Hay momentos en los que, ofreciéndolo como un sacrificio a los dioses (o porque sabes que te van a preguntar si lo has visto), lees algunas de esas frases o visionas con paciencia el power point de turno, y cuando vas por la tercera línea entre la autoayuda y la diabetes, tienes que sacudirte la purpurina de las pestañas. Eso si no lleva añadida una música del Il Divo o doce faltas de ortografía, entonces, además te sangran los oídos y las pupilas.

Perdón por el speech, pero no podía dejar pasar la oportunidad.

Echar de menos, decía, pensar en lo que sucedió, rememorar circunstancias y sobrellevar el presente con el recuerdo de algo, o de alguien, es condición humana. Tenemos memoria afectiva. Reconozco que soy más de mirar hacia delante que de volverme a contemplar con nostalgia, pero algunas de las historias vividas se quedan rayadas en la piel más que algunos tatuajes.

Yo empiezo a ver anunciada la Feria del Libro de Madrid y reconozco que me entra cierta nostalgia y algo de envidia. El año pasado pasé dos días divertidísimos en lo que iba de los saludos efusivos a la perplejidad; del frío intensísimo y la lluvia pertinaz, a la cálida acogida de los amigos que se pasaban por donde yo estaba trabajando. Fotos, risas, cervecitas y Alvite firmando libros sin descanso. Este año lo echaré mucho de menos, son unos días realmente divertidos.

(Registros de anotación)
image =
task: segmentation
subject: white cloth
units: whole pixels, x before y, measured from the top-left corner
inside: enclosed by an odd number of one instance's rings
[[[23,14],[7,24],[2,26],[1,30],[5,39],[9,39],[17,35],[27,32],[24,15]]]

> [ENUNCIADO 1]: Reproduce el fragmento del texto sobre la nostalgia comprendido entre "Yo empiezo a" y "días realmente divertidos.", ambos incluidos, y cambia "lluvia pertinaz" por "niebla espesa".
> [ENUNCIADO 2]: Según el texto sobre la nostalgia, ¿cuántos días pasó en la Feria del Libro de Madrid el año pasado quien escribe?
> [ENUNCIADO 3]: Prosigue el texto sobre la nostalgia a partir de su última frase.

> [RESPUESTA 1]:
Yo empiezo a ver anunciada la Feria del Libro de Madrid y reconozco que me entra cierta nostalgia y algo de envidia. El año pasado pasé dos días divertidísimos en lo que iba de los saludos efusivos a la perplejidad; del frío intensísimo y la niebla espesa, a la cálida acogida de los amigos que se pasaban por donde yo estaba trabajando. Fotos, risas, cervecitas y Alvite firmando libros sin descanso. Este año lo echaré mucho de menos, son unos días realmente divertidos.

> [RESPUESTA 2]: Dos días.

> [RESPUESTA 3]:
También siento cierta envidia, sanísima, por esos autores que llegan con su novedad literaria entre las manos. Ese montón de ejemplares apilados a su lado que son parte de su vida dispuesto a ser alguien nuevo en la vida de otra persona. Un ser (los libros son seres cuasi vivos) del que presumir y a la vez, que ofrecer a los demás. Me gustaría saber a qué sabe (valga la redundancia) el instante en el que abres por primera vez tú libro que será su libro. Tiene que ser como desvirgar a un íntimo amigo, la primera vez con alguien que conoces a la perfección y al mismo tiempo lo mancillas escribiendo unas palabras en una de sus primeras hojas, y sin embargo, le estás dejando un mensaje de amor de ida y vuelta.

Ojalá algún día sea yo la que firma esos libros en una de esas estrechísimas casetas y aunque ese momento jamás lo volvería a vivir tal cual, estoy segura de que formaría parte de mis recuerdos más felices -aunque lloviera a cántaros en el Retiro, como es tradición-. Lo deseo tanto que no me importaría que mis frases acabaran en un Power Point.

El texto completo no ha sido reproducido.